:: Stored data ::
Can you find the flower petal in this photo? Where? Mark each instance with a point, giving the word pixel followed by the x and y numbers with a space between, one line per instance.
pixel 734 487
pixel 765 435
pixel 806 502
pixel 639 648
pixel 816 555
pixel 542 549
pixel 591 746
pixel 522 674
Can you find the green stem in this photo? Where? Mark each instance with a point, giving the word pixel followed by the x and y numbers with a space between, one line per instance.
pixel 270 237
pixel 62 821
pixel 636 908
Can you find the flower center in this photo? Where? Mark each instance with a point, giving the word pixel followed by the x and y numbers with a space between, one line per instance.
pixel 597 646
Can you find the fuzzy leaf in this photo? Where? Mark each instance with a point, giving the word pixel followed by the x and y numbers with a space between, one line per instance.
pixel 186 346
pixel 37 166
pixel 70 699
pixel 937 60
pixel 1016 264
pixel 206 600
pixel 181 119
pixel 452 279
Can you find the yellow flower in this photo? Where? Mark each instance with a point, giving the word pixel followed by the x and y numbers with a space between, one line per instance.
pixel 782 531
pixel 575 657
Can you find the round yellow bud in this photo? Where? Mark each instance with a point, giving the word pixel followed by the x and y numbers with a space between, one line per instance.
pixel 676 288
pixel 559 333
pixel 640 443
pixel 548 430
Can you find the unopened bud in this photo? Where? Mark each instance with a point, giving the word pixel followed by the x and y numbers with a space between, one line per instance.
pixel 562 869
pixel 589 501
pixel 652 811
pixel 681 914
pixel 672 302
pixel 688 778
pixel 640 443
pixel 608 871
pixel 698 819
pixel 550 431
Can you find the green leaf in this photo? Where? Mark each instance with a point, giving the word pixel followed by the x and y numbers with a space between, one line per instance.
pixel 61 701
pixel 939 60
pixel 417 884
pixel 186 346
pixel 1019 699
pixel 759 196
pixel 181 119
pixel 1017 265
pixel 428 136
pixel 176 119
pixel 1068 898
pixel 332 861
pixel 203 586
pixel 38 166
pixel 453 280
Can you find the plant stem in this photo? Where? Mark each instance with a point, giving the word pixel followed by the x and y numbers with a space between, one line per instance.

:: WRITTEN REQUEST ::
Copy out every one of the rows above word for word, keeping each on its own line.

:: WORKED SOLUTION ::
Can you find the flower petal in this photo? Where? Mark each instance with a point, giving the word pixel followed by the x and y numbers with a space between, one line per instance.
pixel 734 487
pixel 765 435
pixel 806 502
pixel 639 648
pixel 816 555
pixel 542 549
pixel 591 746
pixel 522 674
Can you find the green stem in this photo? Where? Mark each instance with a point, giving the word pixel followed by the x and y numbers with a space between, one line per instance.
pixel 270 237
pixel 62 821
pixel 636 908
Can you find the flower center in this photo? Where? Mark each instance with a point, giving the word pixel followed by the x and y numbers with a space between, one line per instance.
pixel 597 646
Can you find the fuzzy leaf in this photo? Where? Mark each instance with a point, giving the word pixel followed by the x and y numbers with a space between, one line per instance.
pixel 186 346
pixel 37 166
pixel 70 699
pixel 937 60
pixel 1016 264
pixel 206 600
pixel 181 119
pixel 452 279
Can you find the yellow flower in this photo? Where? Mark each instance with a point, giving the word pixel followed by the x and y numbers with a space between, one line per instance.
pixel 782 531
pixel 575 657
Can you find the round yellow bud in this photo? Where? Mark each instance with a point, giving the word pixel followed by the x and y numbers with a space between, one line per instance.
pixel 676 288
pixel 559 333
pixel 640 443
pixel 548 430
Can you find the unopened bud in this photo? Where? Mark each instance with a point, giving the word pixel followed by the x and y numbers with a space between, one line per instance.
pixel 562 869
pixel 589 501
pixel 652 811
pixel 681 914
pixel 672 302
pixel 688 778
pixel 640 443
pixel 608 871
pixel 698 819
pixel 550 431
Can you find the green leaf in this photo? Where? Mark each instance with a point, giving the word pixel followed by the x and y numbers with a space between, one line per instance.
pixel 61 701
pixel 939 60
pixel 417 884
pixel 186 346
pixel 1019 699
pixel 759 196
pixel 181 119
pixel 1017 265
pixel 428 136
pixel 176 119
pixel 1068 898
pixel 332 861
pixel 203 586
pixel 38 166
pixel 453 280
Can you find the plant stem in this photo? Where? Mark each instance with a point, giving the word pixel followed by the x and y numbers with a space between, one line per instance.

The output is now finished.